Textauszug:
>>>
Die heutigen technischen Bilder verhindern, wie Wettig erklärt, die Einordnung in einen sinnvollen Kontext und damit jene Distanzierung, die spezifisch für das moderne Subjekt ist. Infolge der dadurch größeren Konzentration auf die Gegenwart werde ich mir selbst als Schöpfer meiner Wirklichkeit bewusst (122) – offenbar soll dies paradoxerweise so sein, gerade weil jene Bilder sich meiner Kontrolle entziehen. Dabei spricht Wettig die Frage der Dosierung an, die aus den Bildmedien entweder Gifte oder Heilmittel macht (180). Ihre Erläuterungen bleiben allerdings eher vage und riskieren keine Konfrontation mit den Niederungen lebensweltlicher Situationen (vgl. Kapitel 3 bis 4). In der Dosis von wie viel Stunden rufen Videoclips eine somnambule Hingabe hervor, und wann bewirken sie eine Bewusstwerdung der Imagination?
<<<
Arbeitsanweisung:
Prüfe am Textauszug über technische Bilder oben, ob die folgenden Aussagen zutreffen, und beantworte jede mit Ja oder Nein samt den entscheidenden Worten aus dem Auszug als wörtlichem Zitat.
(a) Laut Wettig verhindern die heutigen technischen Bilder die Einordnung in einen sinnvollen Kontext.
(b) Der Auszug bescheinigt Wettigs Erläuterungen zur Dosierung große Genauigkeit.
(c) Nach Wettig entscheidet die Dosierung darüber, ob Bildmedien zu Giften oder zu Heilmitteln werden.

Gegebene Informationen:
>>>
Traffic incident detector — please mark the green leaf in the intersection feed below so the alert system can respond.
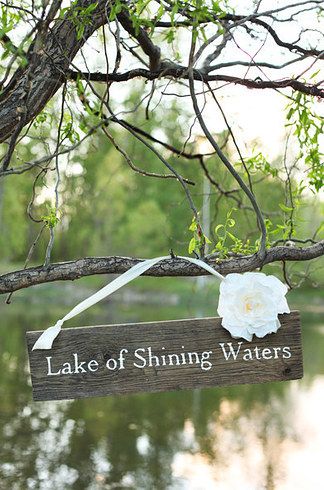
[279,203,294,213]
[188,237,197,254]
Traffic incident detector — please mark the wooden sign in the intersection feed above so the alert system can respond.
[27,311,303,400]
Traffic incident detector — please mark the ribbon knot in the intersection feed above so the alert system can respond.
[32,256,224,350]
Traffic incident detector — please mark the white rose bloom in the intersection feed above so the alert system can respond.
[217,272,290,342]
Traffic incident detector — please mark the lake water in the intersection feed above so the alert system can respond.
[0,284,324,490]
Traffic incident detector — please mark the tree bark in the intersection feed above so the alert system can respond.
[0,0,110,142]
[0,240,324,294]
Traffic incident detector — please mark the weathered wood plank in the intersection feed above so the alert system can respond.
[26,311,303,400]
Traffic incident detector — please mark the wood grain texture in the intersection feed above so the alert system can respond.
[26,311,303,400]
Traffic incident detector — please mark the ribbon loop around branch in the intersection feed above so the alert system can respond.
[33,256,224,350]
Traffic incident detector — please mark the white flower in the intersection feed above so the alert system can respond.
[217,272,290,341]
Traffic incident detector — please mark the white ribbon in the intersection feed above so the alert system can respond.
[33,255,224,350]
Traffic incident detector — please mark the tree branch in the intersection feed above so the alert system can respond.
[67,67,324,98]
[0,240,324,294]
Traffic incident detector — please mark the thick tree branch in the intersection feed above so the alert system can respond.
[0,0,110,142]
[0,240,324,294]
[68,68,324,98]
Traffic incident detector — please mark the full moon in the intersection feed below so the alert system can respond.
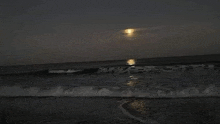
[125,29,134,35]
[127,59,135,65]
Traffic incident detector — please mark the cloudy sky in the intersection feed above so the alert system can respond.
[0,0,220,65]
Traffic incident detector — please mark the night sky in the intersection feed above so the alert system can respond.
[0,0,220,66]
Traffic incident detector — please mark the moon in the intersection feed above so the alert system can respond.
[125,29,134,36]
[127,59,135,65]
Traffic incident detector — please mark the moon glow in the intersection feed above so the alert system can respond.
[125,29,134,36]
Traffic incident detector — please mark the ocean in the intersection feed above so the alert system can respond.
[0,55,220,124]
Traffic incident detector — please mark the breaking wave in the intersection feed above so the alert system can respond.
[0,84,220,98]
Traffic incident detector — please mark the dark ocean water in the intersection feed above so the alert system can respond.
[0,55,220,124]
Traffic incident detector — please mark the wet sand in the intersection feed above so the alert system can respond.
[122,97,220,124]
[0,97,220,124]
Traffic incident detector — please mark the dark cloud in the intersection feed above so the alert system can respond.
[0,0,220,65]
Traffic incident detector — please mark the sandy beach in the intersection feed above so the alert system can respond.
[0,97,220,124]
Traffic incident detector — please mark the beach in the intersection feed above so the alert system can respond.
[0,97,220,124]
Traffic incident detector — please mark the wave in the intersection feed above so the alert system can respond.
[0,84,220,98]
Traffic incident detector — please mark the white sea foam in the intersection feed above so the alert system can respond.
[0,84,220,98]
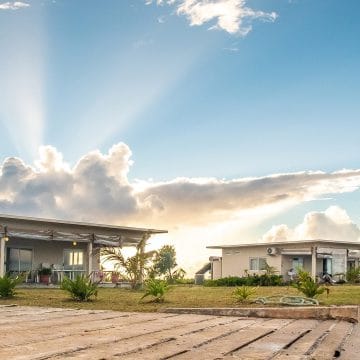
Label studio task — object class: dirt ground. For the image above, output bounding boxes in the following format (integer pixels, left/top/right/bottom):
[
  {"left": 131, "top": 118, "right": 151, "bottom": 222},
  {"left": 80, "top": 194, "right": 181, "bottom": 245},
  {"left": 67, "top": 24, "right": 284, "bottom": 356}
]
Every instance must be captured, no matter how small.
[{"left": 0, "top": 306, "right": 360, "bottom": 360}]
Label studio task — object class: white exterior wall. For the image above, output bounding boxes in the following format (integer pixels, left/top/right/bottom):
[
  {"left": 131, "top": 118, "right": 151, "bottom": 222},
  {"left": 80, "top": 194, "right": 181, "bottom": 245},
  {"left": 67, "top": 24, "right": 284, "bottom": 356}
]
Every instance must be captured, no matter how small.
[
  {"left": 5, "top": 238, "right": 100, "bottom": 271},
  {"left": 214, "top": 241, "right": 358, "bottom": 280},
  {"left": 222, "top": 246, "right": 281, "bottom": 277},
  {"left": 211, "top": 258, "right": 222, "bottom": 280}
]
<<<
Ergebnis:
(a) Ja: „Die heutigen technischen Bilder verhindern, wie Wettig erklärt, die Einordnung in einen sinnvollen Kontext“
(b) Nein: „Ihre Erläuterungen bleiben allerdings eher vage“
(c) Ja: „die Frage der Dosierung an, die aus den Bildmedien entweder Gifte oder Heilmittel macht“